[Given data]

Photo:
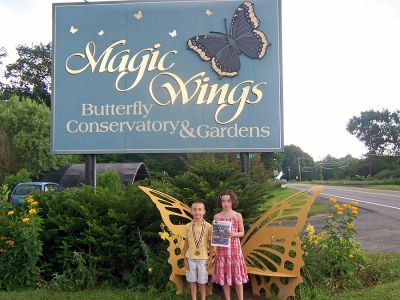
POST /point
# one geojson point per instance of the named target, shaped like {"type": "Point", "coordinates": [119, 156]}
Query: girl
{"type": "Point", "coordinates": [229, 265]}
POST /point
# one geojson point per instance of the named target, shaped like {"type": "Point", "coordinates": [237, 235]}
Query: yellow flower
{"type": "Point", "coordinates": [310, 229]}
{"type": "Point", "coordinates": [10, 243]}
{"type": "Point", "coordinates": [164, 235]}
{"type": "Point", "coordinates": [313, 239]}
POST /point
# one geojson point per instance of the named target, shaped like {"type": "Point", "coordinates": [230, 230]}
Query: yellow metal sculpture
{"type": "Point", "coordinates": [271, 247]}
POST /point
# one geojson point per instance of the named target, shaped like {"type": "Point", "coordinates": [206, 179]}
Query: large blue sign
{"type": "Point", "coordinates": [169, 76]}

[/Given data]

> [Assigned task]: Please restate the data word for word, leaving out any picture it holds.

> [Output of the exercise]:
Photo:
POST /point
# one geojson point per instance of the named target, shaped like {"type": "Point", "coordinates": [119, 156]}
Query: girl
{"type": "Point", "coordinates": [229, 265]}
POST /point
# one geojson point per instance of the named target, shaped like {"type": "Point", "coordinates": [237, 235]}
Query: yellow flower
{"type": "Point", "coordinates": [310, 229]}
{"type": "Point", "coordinates": [10, 243]}
{"type": "Point", "coordinates": [164, 235]}
{"type": "Point", "coordinates": [313, 239]}
POST /point
# one geojson point per instance of the named target, shaped like {"type": "Point", "coordinates": [230, 230]}
Query: yellow metal sculpture
{"type": "Point", "coordinates": [271, 247]}
POST /point
# one geojson point per instance of the named target, shaped like {"type": "Point", "coordinates": [206, 179]}
Query: large blue sign
{"type": "Point", "coordinates": [169, 76]}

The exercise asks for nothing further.